### AVAILABLE DATA
----

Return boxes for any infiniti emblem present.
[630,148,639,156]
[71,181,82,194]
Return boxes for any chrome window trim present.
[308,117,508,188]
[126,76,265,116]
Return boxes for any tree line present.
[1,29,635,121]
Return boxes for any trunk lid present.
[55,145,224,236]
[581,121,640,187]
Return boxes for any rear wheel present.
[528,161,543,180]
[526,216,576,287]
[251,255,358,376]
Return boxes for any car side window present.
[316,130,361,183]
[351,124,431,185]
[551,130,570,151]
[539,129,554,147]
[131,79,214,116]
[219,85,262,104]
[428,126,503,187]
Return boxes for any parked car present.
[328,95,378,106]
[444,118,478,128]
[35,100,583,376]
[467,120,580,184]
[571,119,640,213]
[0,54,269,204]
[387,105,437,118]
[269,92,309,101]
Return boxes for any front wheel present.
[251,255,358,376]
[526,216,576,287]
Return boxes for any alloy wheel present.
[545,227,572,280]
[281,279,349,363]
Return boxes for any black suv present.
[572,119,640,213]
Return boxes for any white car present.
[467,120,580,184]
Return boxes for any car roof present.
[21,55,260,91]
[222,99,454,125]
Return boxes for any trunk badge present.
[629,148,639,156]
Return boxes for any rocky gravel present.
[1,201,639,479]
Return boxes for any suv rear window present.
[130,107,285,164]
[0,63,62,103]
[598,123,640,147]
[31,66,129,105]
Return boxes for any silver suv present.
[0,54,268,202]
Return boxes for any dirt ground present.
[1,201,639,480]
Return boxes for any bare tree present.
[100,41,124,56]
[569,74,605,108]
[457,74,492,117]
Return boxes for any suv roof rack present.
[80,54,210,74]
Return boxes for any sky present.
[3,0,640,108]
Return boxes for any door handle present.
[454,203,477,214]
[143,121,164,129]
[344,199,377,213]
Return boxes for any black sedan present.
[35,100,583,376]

----

### PROBLEM
The material must be transcribed exactly, down to the last line.

### ANSWER TO THIS PROBLEM
Return boxes for any infiniti emblem present.
[630,148,639,156]
[71,181,82,194]
Return boxes for any chrome window trim present.
[308,117,508,188]
[126,76,265,116]
Return boxes for any tree line present.
[1,29,635,121]
Return boxes for any trunk lid present.
[55,145,224,236]
[581,121,640,187]
Return boxes for any rear wheel present.
[528,161,543,180]
[526,216,576,287]
[251,255,358,376]
Return boxes for any car side window present.
[316,130,361,183]
[351,124,431,185]
[551,130,570,151]
[539,129,554,147]
[131,79,214,116]
[219,85,262,104]
[428,126,503,187]
Return boxes for any parked car present.
[328,95,378,106]
[444,118,478,128]
[35,100,583,376]
[467,120,580,184]
[571,119,640,213]
[0,54,269,204]
[387,105,437,118]
[269,92,309,101]
Return boxes for any front wheel present.
[251,255,358,376]
[526,216,576,287]
Return boxes for any alloy wheel present.
[545,227,572,280]
[281,279,349,363]
Return boxes for any black suv present.
[572,119,640,213]
Return boxes for any white car present.
[467,120,580,184]
Return boxes for any car roof present.
[21,55,260,91]
[222,99,454,125]
Return boxes for any trunk badge present.
[629,148,639,156]
Return boxes for any rocky gravel present.
[1,201,639,479]
Return boxes for any suv rear window present.
[130,107,285,164]
[0,63,62,103]
[598,123,640,147]
[31,66,129,105]
Return boxes for any silver suv present.
[0,54,268,202]
Return boxes for any dirt ground present.
[1,201,639,480]
Return boxes for any bare tree present.
[100,41,124,56]
[569,74,605,108]
[457,74,492,117]
Return boxes for any suv roof rack present.
[80,54,210,74]
Return boxes for any sky present.
[3,0,640,108]
Return boxes for any door handle present.
[454,203,477,214]
[143,121,164,129]
[344,199,377,213]
Return boxes for any black sedan present.
[35,100,583,376]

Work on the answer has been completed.